▶ EXERCÍCIO PROPOSTO
De acordo com o texto sobre o tarifaço de Trump, qual percentual de pessoas, segundo a pesquisa Quaest, considera que Trump errou ao justificar as medidas com base em perseguição a Bolsonaro?

▶ FONTE
********************
O Brasil não se rende: soberania e resistência ao tarifaço de Trump
Em meio às sanções dos EUA, artigo defende união nacional, reação firme e medidas para proteger economia e democracia
Walter Sorrentino/Portal Grabois www.grabois.org.br
O Brasil está sob agressão direta e injustificada do presidente dos Estados Unidos, Donald Trump. De forma desrespeitosa às relações civilizadas entre ambos os países, construídas ao longo de dois séculos, Trump impôs sanções econômicas que ferem o povo brasileiro e afrontam nossas instituições democráticas, numa ingerência inaceitável nos assuntos internos da nação.
Ataque comercial e chantagem política
O tarifaço imposto ao Brasil – até o momento o mais alto do mundo – é, na prática, uma declaração de guerra comercial. Mas é mais que isso. Particularmente grave é a chantagem sobre o Supremo Tribunal Federal no julgamento dos golpistas de 8 de janeiro. A Lei Magnitsky – aplicada a terroristas e ditadores – contra o ministro Alexandre de Moraes atinge a própria soberania de nosso país. Ainda na esfera política, Trump não esconde o intento golpista de dar sobrevida à extrema-direita, indicando que o ex-presidente Bolsonaro é um “perseguido político” e que as eleições de 2026 não serão limpas.
Como tem sido seu estilo, Trump agride, recua, mas mantém o ataque. A ordem executiva assinada ontem traz inúmeras exceções para produtos brasileiros, mas, ao mesmo tempo, classifica o Brasil como uma “ameaça incomum e extraordinária” à segurança e à economia dos Estados Unidos, o que justificaria uma “emergência nacional”, e recorreu à imposição de extraterritorialidade das leis e interesses de seu Estado fora de suas fronteiras nacionais.
A estratégia do grito não colou para os brasileiros. Quem seguiu firme foi o Brasil, o presidente Lula, o Congresso Nacional e o STF, que denunciaram as ingerências e defenderam as instituições. O governo buscou negociar, recebeu apoio e dialogou com setores afetados, denunciou as sanções na Organização Mundial do Comércio e mobilizou esforços diplomáticos – inclusive com a conversa direta entre o ministro Mauro Vieira e o secretário de Estado dos EUA, Marco Rubio, na véspera do anúncio do pacote de sanções. A postura coesa deve ter frustrado os que esperavam submissão. O apoio ao governo Lula cresceu. Mais: segundo pesquisa Quaest, 72% consideram que Trump errou ao justificar as medidas com base em perseguição a Bolsonaro.
********************
Dados de anotação de contornos de imagem:
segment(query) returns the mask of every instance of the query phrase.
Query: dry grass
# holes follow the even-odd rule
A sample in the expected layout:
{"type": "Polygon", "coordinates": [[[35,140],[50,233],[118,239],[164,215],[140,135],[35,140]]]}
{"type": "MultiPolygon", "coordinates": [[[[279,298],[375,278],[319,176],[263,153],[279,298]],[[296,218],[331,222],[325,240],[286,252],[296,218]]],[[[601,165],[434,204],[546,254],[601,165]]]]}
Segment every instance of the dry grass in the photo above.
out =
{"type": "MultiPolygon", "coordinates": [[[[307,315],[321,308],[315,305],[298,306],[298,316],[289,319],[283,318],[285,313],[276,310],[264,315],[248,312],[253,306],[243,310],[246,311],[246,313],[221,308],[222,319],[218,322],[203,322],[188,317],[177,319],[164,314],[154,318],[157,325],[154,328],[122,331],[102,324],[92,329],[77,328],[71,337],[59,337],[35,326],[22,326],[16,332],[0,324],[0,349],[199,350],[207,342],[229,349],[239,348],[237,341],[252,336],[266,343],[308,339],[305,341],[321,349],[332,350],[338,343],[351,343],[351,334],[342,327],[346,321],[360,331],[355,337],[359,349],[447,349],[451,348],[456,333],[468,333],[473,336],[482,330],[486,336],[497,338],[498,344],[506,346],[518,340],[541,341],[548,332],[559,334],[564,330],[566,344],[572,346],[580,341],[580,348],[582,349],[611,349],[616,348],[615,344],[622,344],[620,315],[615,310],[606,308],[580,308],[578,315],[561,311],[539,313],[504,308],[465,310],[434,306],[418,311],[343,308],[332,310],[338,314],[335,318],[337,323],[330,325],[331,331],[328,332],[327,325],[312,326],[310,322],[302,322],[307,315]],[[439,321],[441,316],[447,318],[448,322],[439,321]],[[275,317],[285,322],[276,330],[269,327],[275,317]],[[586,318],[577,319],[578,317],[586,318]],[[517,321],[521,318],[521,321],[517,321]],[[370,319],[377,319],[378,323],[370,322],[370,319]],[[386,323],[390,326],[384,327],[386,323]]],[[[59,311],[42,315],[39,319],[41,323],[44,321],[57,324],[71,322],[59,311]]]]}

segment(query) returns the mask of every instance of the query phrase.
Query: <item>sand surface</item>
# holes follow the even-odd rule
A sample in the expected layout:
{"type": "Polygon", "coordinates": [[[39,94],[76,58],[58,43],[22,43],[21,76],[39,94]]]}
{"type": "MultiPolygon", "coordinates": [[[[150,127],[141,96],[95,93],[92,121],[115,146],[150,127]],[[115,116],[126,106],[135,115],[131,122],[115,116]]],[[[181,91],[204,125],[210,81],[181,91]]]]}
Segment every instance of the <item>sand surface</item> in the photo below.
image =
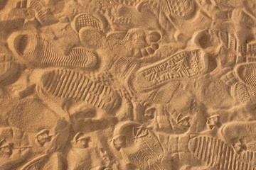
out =
{"type": "Polygon", "coordinates": [[[0,170],[255,170],[256,0],[0,0],[0,170]]]}

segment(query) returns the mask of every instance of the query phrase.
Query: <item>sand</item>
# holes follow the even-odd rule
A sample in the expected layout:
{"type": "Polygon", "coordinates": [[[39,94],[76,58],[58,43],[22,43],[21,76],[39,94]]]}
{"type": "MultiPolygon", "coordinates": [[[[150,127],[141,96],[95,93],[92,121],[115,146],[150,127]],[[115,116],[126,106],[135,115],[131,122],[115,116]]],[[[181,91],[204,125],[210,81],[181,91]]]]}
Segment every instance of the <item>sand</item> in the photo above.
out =
{"type": "Polygon", "coordinates": [[[254,170],[255,108],[255,0],[0,0],[0,170],[254,170]]]}

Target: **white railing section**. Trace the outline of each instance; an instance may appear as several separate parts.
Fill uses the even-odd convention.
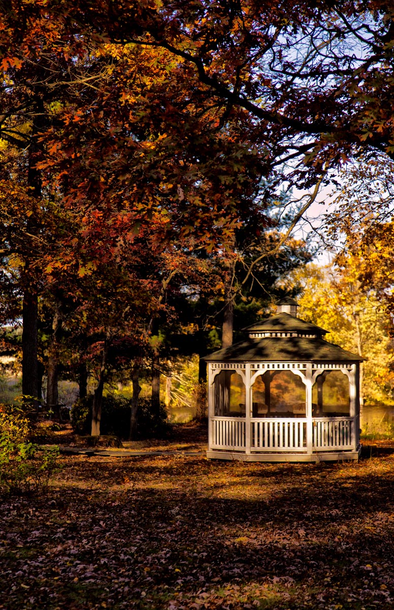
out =
[[[245,449],[245,419],[215,417],[212,420],[212,449]]]
[[[313,420],[313,451],[351,449],[351,417],[316,418]],[[246,449],[246,421],[243,418],[213,417],[211,420],[211,449]],[[251,420],[251,451],[306,452],[306,418]]]
[[[306,451],[306,420],[253,419],[251,450]]]
[[[313,419],[313,451],[351,448],[352,423],[352,417]]]

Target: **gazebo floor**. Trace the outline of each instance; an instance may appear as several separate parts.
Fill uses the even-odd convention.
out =
[[[245,453],[228,450],[208,450],[209,459],[239,460],[242,462],[342,462],[356,461],[360,457],[361,447],[357,451],[318,451],[312,454],[287,452]]]

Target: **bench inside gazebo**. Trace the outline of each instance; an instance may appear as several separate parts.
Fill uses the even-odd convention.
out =
[[[207,456],[246,461],[356,460],[362,359],[296,317],[288,298],[245,329],[244,341],[207,356]]]

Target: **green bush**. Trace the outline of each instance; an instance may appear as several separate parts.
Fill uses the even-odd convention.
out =
[[[45,491],[59,470],[59,447],[29,442],[30,422],[21,409],[0,408],[0,487],[12,493]]]
[[[78,400],[71,412],[71,425],[79,434],[90,434],[91,426],[93,396]],[[113,434],[120,439],[127,439],[130,429],[131,399],[109,394],[102,397],[100,431],[102,434]],[[167,420],[167,413],[163,404],[160,404],[159,417],[152,409],[149,398],[138,400],[138,418],[137,434],[140,439],[163,438],[171,429]]]
[[[0,442],[0,486],[11,493],[45,492],[60,470],[59,447]]]

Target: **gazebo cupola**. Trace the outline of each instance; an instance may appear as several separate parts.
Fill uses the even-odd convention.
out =
[[[356,459],[362,358],[324,339],[286,298],[278,313],[211,354],[207,457]]]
********************
▶ RESOLUÇÃO
72%.